DIRECTION: Identify each line in the data below that contains the word "window", treating uppercase and lowercase as different, and copy those lines.

RECORDS TO PROCESS:
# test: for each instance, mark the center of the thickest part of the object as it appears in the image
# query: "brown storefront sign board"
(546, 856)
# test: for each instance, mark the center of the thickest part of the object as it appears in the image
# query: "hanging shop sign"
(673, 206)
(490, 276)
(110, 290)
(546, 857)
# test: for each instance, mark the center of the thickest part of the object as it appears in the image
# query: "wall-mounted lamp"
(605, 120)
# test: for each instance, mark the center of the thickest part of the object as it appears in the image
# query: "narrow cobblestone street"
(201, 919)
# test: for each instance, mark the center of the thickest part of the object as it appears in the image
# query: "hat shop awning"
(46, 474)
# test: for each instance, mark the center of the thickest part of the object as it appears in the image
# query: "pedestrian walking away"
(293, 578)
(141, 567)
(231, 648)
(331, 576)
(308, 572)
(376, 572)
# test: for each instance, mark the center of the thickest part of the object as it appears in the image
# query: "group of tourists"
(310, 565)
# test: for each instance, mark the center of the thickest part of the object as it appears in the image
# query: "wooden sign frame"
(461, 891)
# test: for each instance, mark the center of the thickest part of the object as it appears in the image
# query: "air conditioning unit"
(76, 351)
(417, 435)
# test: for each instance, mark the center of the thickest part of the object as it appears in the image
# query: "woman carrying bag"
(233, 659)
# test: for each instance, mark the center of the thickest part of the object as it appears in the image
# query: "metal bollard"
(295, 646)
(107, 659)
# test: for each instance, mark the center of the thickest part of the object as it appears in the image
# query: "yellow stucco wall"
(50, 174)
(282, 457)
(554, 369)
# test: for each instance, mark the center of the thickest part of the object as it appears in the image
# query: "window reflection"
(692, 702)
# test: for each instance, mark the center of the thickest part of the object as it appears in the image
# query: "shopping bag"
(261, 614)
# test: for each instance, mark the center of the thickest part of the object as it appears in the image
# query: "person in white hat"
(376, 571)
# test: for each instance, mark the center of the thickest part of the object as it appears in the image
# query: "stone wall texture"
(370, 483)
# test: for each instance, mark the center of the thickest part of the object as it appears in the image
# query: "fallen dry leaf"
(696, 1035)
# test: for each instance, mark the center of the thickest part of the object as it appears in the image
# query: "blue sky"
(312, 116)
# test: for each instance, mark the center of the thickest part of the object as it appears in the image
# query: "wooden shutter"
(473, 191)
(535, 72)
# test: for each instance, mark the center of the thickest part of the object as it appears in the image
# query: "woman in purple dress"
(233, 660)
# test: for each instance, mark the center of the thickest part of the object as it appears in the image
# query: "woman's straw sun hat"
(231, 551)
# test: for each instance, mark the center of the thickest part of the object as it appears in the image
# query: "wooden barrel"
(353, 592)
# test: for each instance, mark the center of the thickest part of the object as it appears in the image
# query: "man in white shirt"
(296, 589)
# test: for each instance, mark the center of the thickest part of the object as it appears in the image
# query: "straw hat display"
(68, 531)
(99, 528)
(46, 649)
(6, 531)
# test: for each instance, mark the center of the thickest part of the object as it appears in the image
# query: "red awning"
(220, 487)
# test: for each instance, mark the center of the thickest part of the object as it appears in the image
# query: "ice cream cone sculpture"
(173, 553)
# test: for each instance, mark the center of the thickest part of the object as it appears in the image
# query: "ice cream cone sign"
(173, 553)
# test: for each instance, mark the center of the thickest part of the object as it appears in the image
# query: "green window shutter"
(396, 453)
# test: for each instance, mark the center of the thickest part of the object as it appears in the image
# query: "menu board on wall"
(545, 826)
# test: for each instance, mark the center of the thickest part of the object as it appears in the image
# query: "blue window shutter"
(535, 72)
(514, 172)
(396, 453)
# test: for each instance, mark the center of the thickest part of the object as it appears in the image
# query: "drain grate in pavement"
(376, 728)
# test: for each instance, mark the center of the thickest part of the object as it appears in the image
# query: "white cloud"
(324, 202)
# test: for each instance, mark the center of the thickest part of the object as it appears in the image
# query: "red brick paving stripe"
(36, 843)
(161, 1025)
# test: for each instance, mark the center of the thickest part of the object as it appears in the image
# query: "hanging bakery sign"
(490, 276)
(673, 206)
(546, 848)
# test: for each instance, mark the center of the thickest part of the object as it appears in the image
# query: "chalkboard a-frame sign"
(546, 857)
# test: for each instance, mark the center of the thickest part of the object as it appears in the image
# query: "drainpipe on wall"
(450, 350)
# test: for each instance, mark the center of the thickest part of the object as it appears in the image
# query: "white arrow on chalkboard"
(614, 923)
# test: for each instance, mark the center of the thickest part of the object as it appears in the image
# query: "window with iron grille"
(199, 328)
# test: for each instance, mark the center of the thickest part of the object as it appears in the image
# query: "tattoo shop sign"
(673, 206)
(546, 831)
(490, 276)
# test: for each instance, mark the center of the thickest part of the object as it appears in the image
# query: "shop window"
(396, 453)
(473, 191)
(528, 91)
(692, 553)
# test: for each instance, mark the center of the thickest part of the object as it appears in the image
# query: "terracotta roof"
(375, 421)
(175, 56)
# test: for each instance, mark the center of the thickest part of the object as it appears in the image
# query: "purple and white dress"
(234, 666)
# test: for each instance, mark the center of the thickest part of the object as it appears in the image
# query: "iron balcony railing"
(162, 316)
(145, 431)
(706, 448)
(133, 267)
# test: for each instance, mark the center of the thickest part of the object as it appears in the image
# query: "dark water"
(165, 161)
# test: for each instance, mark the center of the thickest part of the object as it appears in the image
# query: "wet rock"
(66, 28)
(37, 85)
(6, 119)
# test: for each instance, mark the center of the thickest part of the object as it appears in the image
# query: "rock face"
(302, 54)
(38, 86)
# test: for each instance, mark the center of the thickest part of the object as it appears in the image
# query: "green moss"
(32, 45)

IN RESPONSE:
# query: "window reflection"
# query: "green window shutter"
# query: "blue window shutter"
# query: "window with iron grille"
# query: "shop window"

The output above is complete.